▶ [EXTRACTED MATERIAL]:
---

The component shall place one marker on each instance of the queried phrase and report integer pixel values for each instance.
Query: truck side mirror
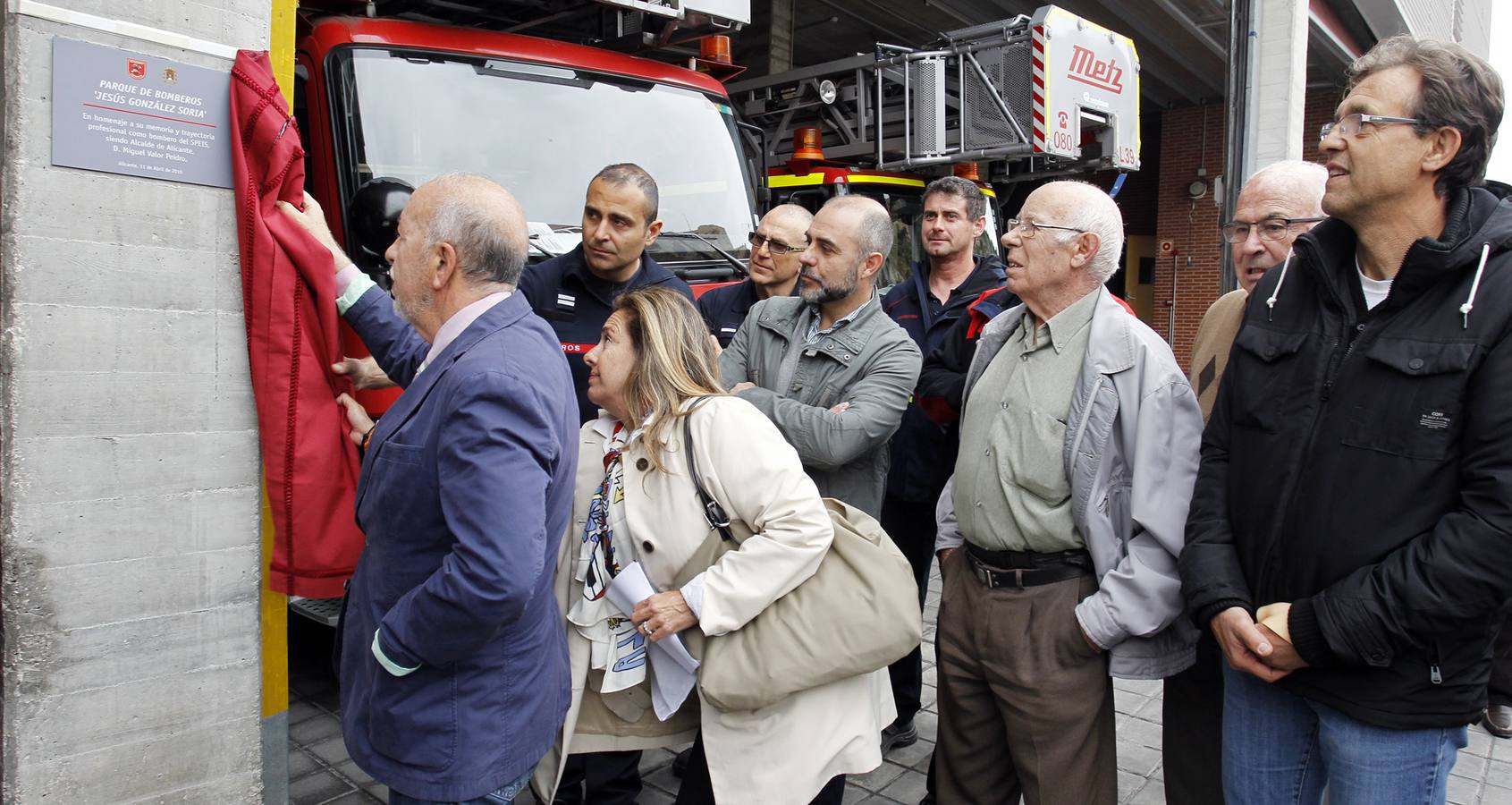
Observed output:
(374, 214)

---

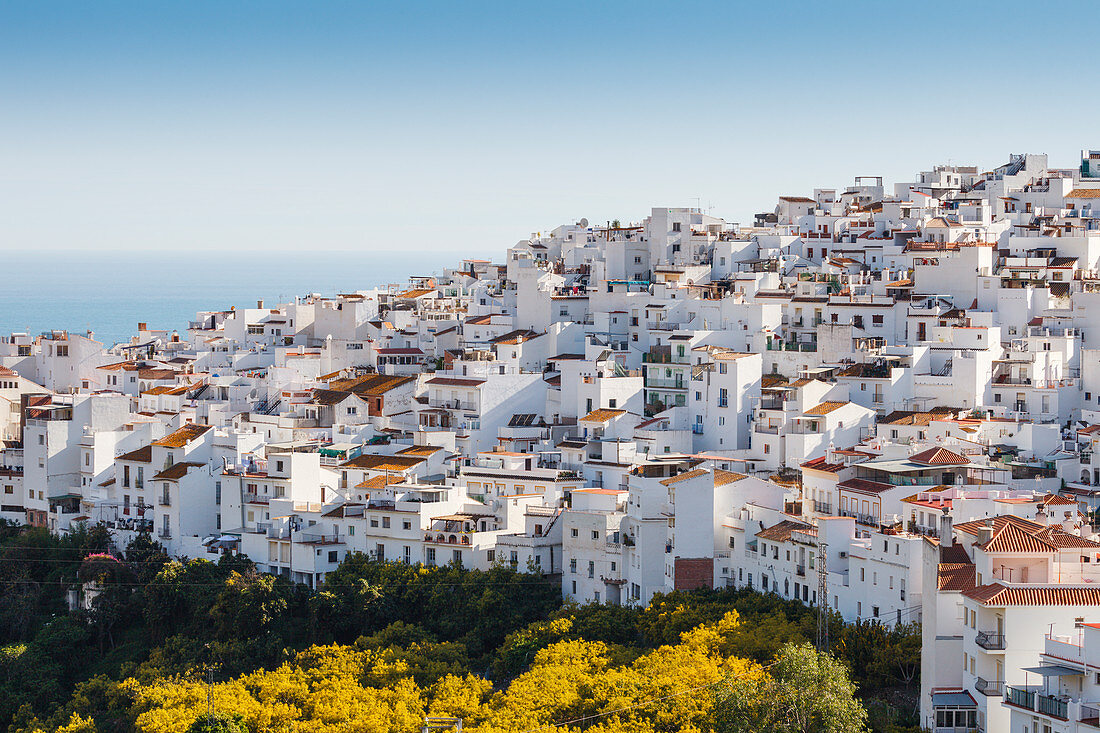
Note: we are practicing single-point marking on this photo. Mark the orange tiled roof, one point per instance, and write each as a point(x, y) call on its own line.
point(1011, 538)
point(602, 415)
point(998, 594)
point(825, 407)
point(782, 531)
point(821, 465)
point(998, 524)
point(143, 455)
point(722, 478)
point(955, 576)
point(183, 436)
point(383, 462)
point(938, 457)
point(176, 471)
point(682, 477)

---

▶ [TASK DESCRIPTION]: Duplicate the stretch of lines from the one containing "Note: we are" through the one containing "point(682, 477)", including both of those lines.

▶ [CORRECT RESULT]:
Note: we are practicing single-point marking on this photo. Mark the orange tiled roof, one point per instance, and write each as a point(x, y) call on its own line.
point(1011, 538)
point(602, 415)
point(998, 594)
point(825, 407)
point(782, 531)
point(821, 465)
point(998, 524)
point(143, 455)
point(722, 478)
point(955, 576)
point(183, 436)
point(383, 462)
point(938, 457)
point(176, 471)
point(682, 477)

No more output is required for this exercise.